**Problemas por resolver**
- a) Responde a partir del texto sobre el francotirador:
(i) ¿Qué cargo ocupaba Antonio López?
(ii) ¿A qué distancia podía alcanzar su objetivo el rifle?
(iii) ¿Cuántos años tiene José Manuel Moreno?
- b) Reescribe el pasaje del texto sobre el francotirador que comienza con "Un camino junto" y sigue hasta "cuando todo sucedió.", y cambia "foto" por "imagen".

**Extracto de página**
+ + + +

Un camino junto a la finca, 11.19
A las 11.19, Muñiz envió una foto por WhatsApp que muestra los coches policiales entre las veredas. “Vi gente tirada en el suelo y me gritaron ‘¡Largo de aquí!”, relata. Acató la orden. Entre quienes serpenteaban para salvarse se encontraba Antonio López, teniente de alcalde de Villamayor y que pasaba por allí cuando todo sucedió.
“Iba por la carretera y vi a un señor ensangrentado pidiéndome que parara; pensé que lo habían atropellado”, detalla López. Ojalá. El herido le rogó que se resguardaran: “Mi hijo está tirando y nos va a matar”. Silbaban los disparos de un rifle capaz de alcanzar su objetivo a un kilómetro. Era propiedad de Alfonso padre, pero en manos del vástago, un hombre “con pocas habilidades sociales” según quienes lo trataron, que jamás lo imaginaron perpetrando algo así.
Apostados en la carretera, 11.30
El inspector jefe de seguridad ciudadana del cercano Puertollano, José Manuel Moreno, de 61 años, relaja sus nervios apretando la gorra oficial en ese despacho del que partió junto a tres compañeros al recibir la alerta. Este miembro de una unidad policial de élite no dudó en montarse en solitario en un todoterreno, que recibió múltiples tiros, y dirigirse de frente, conduciendo tumbado lateralmente para evitar las balas, hacia el francotirador para que el parachoques detuviera los proyectiles.

+ + + +

**Datos de origen**
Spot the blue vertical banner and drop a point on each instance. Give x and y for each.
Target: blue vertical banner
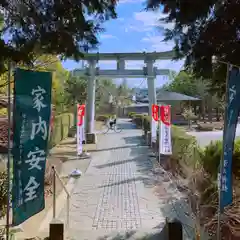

+ + + +

**Resultados del ejercicio**
- a)
(i) Teniente de alcalde de Villamayor.
(ii) A un kilómetro.
(iii) 61 años.

- b)
Un camino junto a la finca, 11.19
A las 11.19, Muñiz envió una imagen por WhatsApp que muestra los coches policiales entre las veredas. “Vi gente tirada en el suelo y me gritaron ‘¡Largo de aquí!”, relata. Acató la orden. Entre quienes serpenteaban para salvarse se encontraba Antonio López, teniente de alcalde de Villamayor y que pasaba por allí cuando todo sucedió.